• _Activity_
Copy each line of the data below exactly, leaving out pictures.

• _Given records_
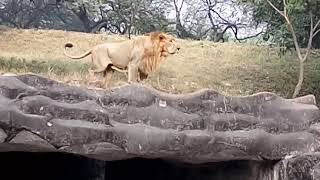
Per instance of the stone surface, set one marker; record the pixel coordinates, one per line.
(3, 136)
(28, 138)
(136, 121)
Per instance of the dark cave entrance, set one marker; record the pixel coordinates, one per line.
(60, 166)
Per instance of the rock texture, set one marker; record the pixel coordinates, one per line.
(135, 121)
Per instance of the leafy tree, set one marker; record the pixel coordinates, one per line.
(277, 31)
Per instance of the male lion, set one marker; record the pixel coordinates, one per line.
(139, 57)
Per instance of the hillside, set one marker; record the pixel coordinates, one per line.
(230, 68)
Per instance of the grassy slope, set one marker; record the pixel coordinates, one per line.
(230, 68)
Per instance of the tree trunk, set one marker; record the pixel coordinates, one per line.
(300, 81)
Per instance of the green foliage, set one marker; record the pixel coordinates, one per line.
(299, 13)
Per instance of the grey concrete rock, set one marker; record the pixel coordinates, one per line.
(28, 138)
(3, 136)
(136, 121)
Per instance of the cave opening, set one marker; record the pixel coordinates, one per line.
(63, 166)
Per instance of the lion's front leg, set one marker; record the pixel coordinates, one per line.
(107, 78)
(132, 72)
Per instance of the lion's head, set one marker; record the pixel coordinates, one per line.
(161, 46)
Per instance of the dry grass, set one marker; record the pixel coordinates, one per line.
(230, 68)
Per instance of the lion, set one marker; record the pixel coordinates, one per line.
(138, 57)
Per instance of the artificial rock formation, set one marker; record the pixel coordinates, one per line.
(271, 136)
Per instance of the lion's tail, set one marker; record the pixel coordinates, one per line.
(70, 45)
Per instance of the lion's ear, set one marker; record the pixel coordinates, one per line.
(162, 37)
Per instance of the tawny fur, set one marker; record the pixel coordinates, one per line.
(138, 57)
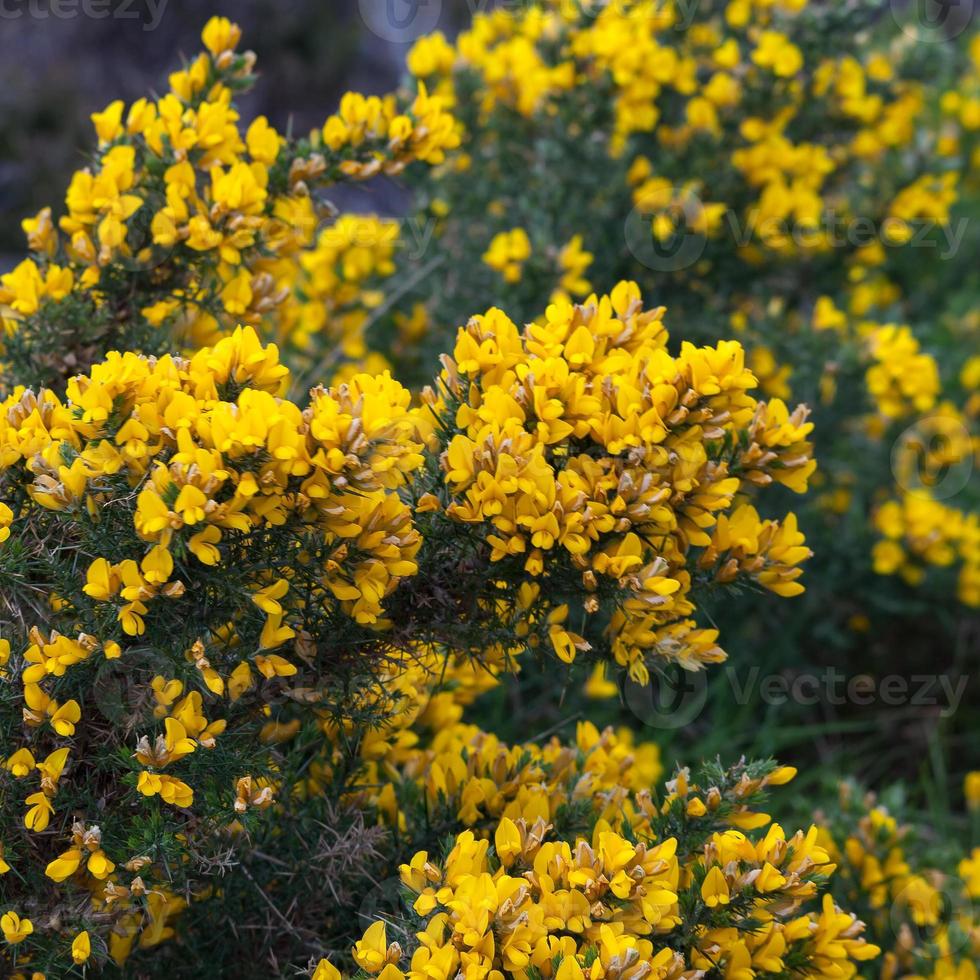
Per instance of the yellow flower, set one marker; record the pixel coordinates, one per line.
(15, 929)
(714, 888)
(81, 948)
(971, 789)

• _Result of the exercise_
Per instance of the stone surface, set one marker; record the pixel coordinates, one per line.
(3, 136)
(28, 138)
(136, 121)
Per instance of the dark cave entrance, set one marker; record the pixel coordinates, one per line.
(60, 166)
Per instance of the rock texture, set one marker; record the pixel coordinates, one per line.
(135, 121)
Per instance of the leafy tree, set one marker; record the pixel coordinates, one per line.
(277, 31)
Per instance of the male lion, set one marker; record the pixel coordinates, one per line.
(139, 57)
Per instance of the hillside, set one marker; record the pixel coordinates, one per line.
(230, 68)
Per instance of the grassy slope, set one marker; record the pixel coordinates, one per line.
(230, 68)
Per instance of the tree trunk, set one marker; record the pixel coordinates, one per line.
(300, 81)
Per instance of the green foliage, set one marker; record the pixel coordinates, one per line.
(299, 13)
Per instance of the grey concrete rock, set one marker; record the pixel coordinates, one per line.
(28, 138)
(3, 136)
(136, 121)
Per instance of the cave opening, set one marker; record the pixel coordinates, one per line.
(63, 166)
Per instance of the lion's front leg, set one marker; record the pixel coordinates, one per line.
(107, 78)
(132, 72)
Per instance of the lion's head, set one marker; record the pixel coordinates, one per line.
(161, 46)
Per instance of the dry grass, set one marker; record the pixel coordinates, one per line.
(230, 68)
Per instance of the lion, set one marker; record the pixel coordinates, one per line.
(138, 57)
Per instance of the artificial rock formation, set one marker; record the pixel coordinates, one per line.
(271, 136)
Per instance of the lion's tail, set one marker; record the pixel coordinates, one per line.
(70, 45)
Per instance of the lion's ear, set one marker; record the pixel coordinates, one per line.
(162, 37)
Per instance of the tawny fur, set one marker; record the pixel coordinates, one per line.
(138, 57)
Per instance of the yellow flower, set one marker; record the pixel coordinates, one per line.
(15, 929)
(714, 888)
(81, 948)
(971, 789)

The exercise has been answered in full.